● **What the task requires**
Could you print all the entries below exactly as they appear, omitting the pictures?

● **Material for this task**
######

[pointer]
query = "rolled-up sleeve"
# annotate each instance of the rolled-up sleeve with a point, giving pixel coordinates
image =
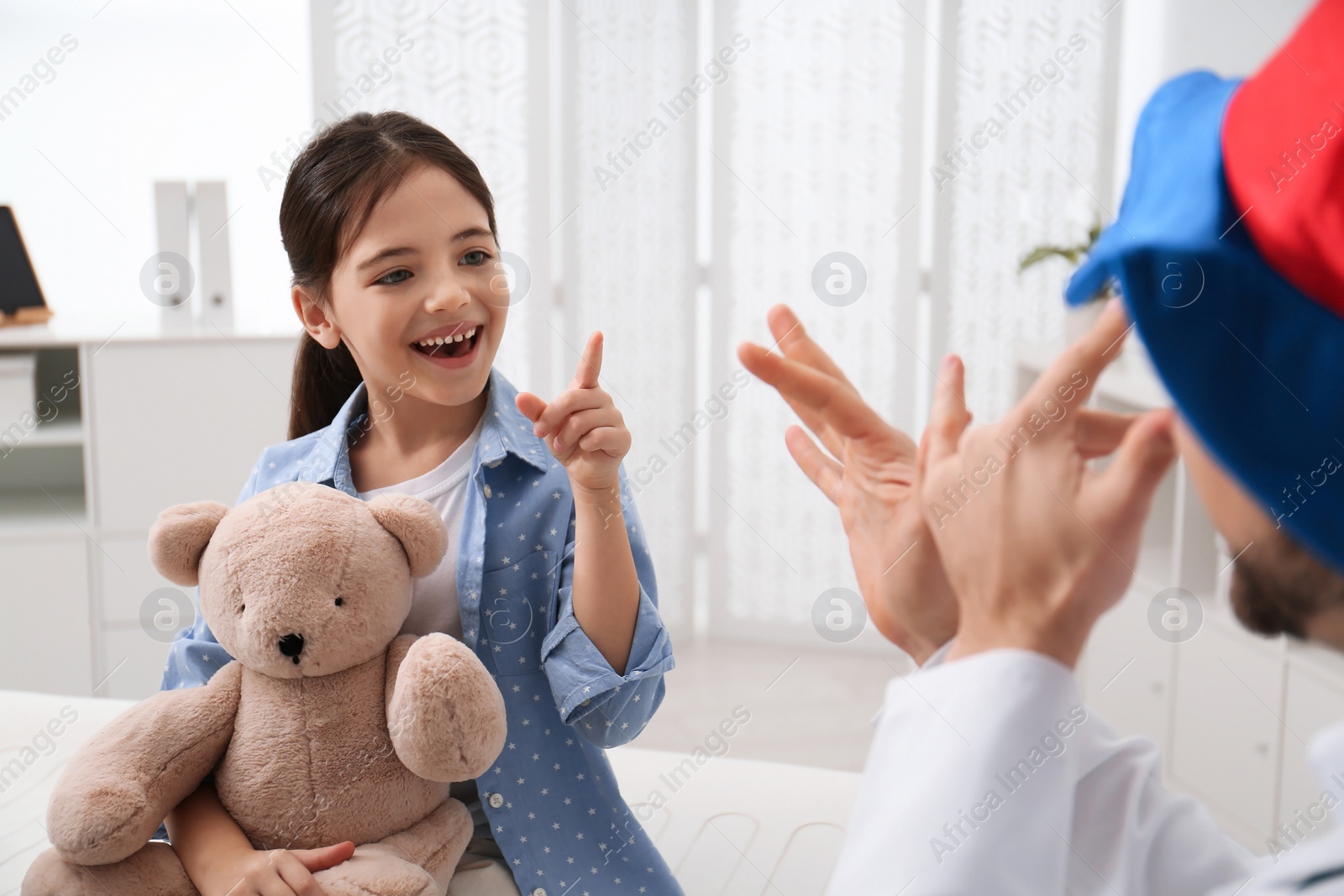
(605, 707)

######

● **Answer to this problem**
[pointer]
query = "rolled-up sleeve"
# annotate each instance of the rolled-up sleeve with a point, giving pixel coordinates
image =
(605, 707)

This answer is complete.